### Task 1
Count the lines in the listing below that contain the string "sits", treating uppercase and lowercase as different. Reply with the number only.

### Excerpt provided
(begin)

# The Bug Type Club



## Yanmega (Aug 4, 2008)

To join this club your favorite pokemon has to be a bug pokemon or at _least_ be in the bug type egg group and... erm... yea. I don't expect this club to get much members because I just looked at the "Whats You Least Favorite Type?" Thread and I saw that bug type had the most votes.

Members:
1: Yanmega
2: Kali the Flygon
3. pikachu629
4. Commahappy


----------



## Kali the Flygon (Aug 4, 2008)

Can I still join? Pweeease? Flygons are bugs, honest! *points to bug egg group* See! And Bug is one of my two favorite types... and Scyther's my second favorite Poké, and... *goes on and on*


----------



## Yanmega (Aug 5, 2008)

(end)

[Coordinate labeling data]
(begin)

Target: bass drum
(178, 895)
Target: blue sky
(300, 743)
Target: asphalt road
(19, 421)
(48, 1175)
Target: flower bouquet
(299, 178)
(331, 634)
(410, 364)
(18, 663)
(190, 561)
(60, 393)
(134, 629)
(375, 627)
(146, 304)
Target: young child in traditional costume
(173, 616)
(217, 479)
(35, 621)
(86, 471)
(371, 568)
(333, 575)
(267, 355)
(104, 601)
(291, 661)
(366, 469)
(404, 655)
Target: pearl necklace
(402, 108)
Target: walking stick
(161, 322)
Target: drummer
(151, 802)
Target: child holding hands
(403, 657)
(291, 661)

(end)
(begin)

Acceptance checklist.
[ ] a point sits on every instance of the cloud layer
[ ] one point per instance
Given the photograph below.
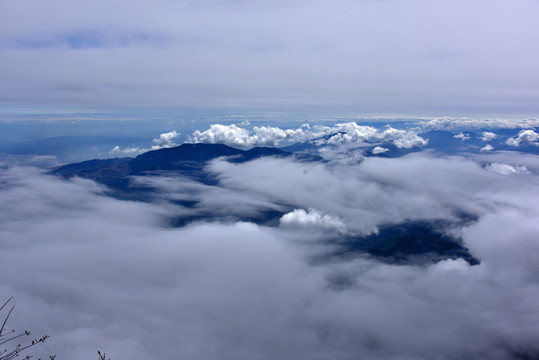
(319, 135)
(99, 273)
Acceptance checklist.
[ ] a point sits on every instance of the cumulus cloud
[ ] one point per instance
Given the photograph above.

(end)

### Task 2
Proceed with the forum thread about the Bug Type Club, picking up after the last line shown above.

### Exercise result 1
2

### Exercise result 2
Hmm... *Looks through a book* Ok *fine* you can join


----------



## Kali the Flygon (Aug 5, 2008)

Yaaaay! *dances*


----------



## Pikachu (Aug 6, 2008)

Well, I like Scizor and Vespiquen


----------



## Commahappy (Aug 6, 2008)

Scyther and Pinsir were my original favorite Pokemon, so I guess I'll join.


----------



## Yanmega (Aug 6, 2008)

Ok you peoples can join


----------



## LadyJirachu (Sep 19, 2015)

My favorite bug types are the pretty ones, but i still find bug kind of a neat type! I'm in :)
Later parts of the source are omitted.